ФРАГМЕНТ ТЕКСТА ::
★ ★ ★ ★ ★
Сарир (Серир) — аварское[2] средневековое государство в горном Дагестане, существовавшее с VI по XI вв. Правители исповедовали христианство.





Название

Происходит от титула, которым именовали местного правителя арабы: «сахиб ас-сарир» — «владелец трона»[3].

Территория

Территориально страна Сарир граничила на севере с Хазарией, на юге — с Дербентом, на западе — с Аланией и чеченским раннефеодальным государством Сим-Сисм (Сим-Сим), на юго-западе — с грузинскими княжествами. В сохранившихся описаниях страна Сарир характеризуется как густонаселённая и хорошо укреплённая многочисленными крепостями страна. Столицей являлся город Хумрадж, идентифицируемый с современным аулом Хунзах (в переводе с аварского «У хунов»).

В период расцвета территория Серира включала в себя как нагорную, так и предгорную часть современного Дагестана и соседние земли за его пределами[4].

Государственное устройство

Царская власть являлась наследственной. Армия Сарира исчислялась тысячами человек. Из знати известны тарханы и батрики (патриции). В дружину царя входили и иностранные наёмники, в том числе тюркского происхождения.

История

Образование Серира

Сарир упоминается в источниках с VI века. Легенды связывали его возникновение с переносом трона персидских царей. По одной версии, основателем государства выступает иранский полководец Бахрам Гур. По другой, местного правителя назначил шах Хосров Ануширван. Владетели Сарира обладали золотым троном и носили титулы вхрарзан-шах и авараншах. Арабский географ и путешественник Ибн Русте (X в.) сообщает, что царя Сарира зовут «Авар» (Auhar).
★ ★ ★ ★ ★
ЗАДАНИЕ A :: Перескажите фрагмент текста о Сарире в двух предложениях.
★ ★ ★ ★ ★
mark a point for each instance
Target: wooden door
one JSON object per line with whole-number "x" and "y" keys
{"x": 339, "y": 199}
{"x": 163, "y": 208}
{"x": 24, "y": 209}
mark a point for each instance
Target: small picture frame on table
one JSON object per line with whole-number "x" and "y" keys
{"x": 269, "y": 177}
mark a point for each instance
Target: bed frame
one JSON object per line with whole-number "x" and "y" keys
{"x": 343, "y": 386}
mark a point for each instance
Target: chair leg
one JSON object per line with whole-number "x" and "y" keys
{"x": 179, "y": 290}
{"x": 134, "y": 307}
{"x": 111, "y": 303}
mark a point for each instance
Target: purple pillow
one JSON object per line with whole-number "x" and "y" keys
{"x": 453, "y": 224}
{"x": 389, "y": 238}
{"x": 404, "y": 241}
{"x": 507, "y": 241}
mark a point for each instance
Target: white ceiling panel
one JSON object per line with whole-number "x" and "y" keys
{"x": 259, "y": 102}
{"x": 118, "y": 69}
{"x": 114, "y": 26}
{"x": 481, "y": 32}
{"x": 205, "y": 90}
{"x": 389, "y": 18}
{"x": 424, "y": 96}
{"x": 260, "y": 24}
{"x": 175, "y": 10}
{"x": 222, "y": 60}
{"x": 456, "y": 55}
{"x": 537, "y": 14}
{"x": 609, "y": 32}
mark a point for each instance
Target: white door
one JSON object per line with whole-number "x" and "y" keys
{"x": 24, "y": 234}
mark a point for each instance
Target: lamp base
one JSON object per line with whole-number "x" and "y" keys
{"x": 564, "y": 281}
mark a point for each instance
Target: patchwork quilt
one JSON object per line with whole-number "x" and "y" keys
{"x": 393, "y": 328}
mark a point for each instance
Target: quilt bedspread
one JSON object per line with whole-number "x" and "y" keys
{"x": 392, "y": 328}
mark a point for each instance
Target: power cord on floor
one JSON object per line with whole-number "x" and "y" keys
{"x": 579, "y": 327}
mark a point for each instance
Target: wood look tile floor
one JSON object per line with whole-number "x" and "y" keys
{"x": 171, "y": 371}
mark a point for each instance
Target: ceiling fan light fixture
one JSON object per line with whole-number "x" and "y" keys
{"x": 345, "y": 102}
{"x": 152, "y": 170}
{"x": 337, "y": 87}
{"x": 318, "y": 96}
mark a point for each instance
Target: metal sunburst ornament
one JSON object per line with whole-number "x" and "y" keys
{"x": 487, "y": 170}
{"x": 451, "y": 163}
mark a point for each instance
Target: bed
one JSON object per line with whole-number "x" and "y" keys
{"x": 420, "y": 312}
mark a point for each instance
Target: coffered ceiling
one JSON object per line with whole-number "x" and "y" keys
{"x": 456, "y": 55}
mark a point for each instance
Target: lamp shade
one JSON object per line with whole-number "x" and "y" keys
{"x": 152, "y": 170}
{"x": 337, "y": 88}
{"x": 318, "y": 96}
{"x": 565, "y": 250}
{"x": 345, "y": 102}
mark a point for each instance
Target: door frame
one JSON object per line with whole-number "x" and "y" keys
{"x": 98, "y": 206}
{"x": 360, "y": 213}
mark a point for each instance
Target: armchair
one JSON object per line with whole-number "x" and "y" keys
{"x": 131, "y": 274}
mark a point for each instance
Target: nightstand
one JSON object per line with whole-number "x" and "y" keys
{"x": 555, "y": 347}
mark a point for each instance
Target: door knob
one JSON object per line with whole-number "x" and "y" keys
★ ★ ★ ★ ★
ЗАДАНИЕ B :: Найдите в записях все строки, где есть слово «door», и выпишите каждую целиком. Регистр букв имеет значение.

ОБРАЗЕЦ ОТВЕТА A :: Сарир (Серир) — аварское средневековое государство в горном Дагестане, существовавшее с VI по XI век. Его название происходит от арабского титула правителя «сахиб ас-сарир» («владелец трона»), а сама страна описывается как густонаселённая и укреплённая многочисленными крепостями, со столицей в Хумрадже и наследственной царской властью.

ОБРАЗЕЦ ОТВЕТА B ::
Target: wooden door
Target: white door
Target: door frame
Target: door knob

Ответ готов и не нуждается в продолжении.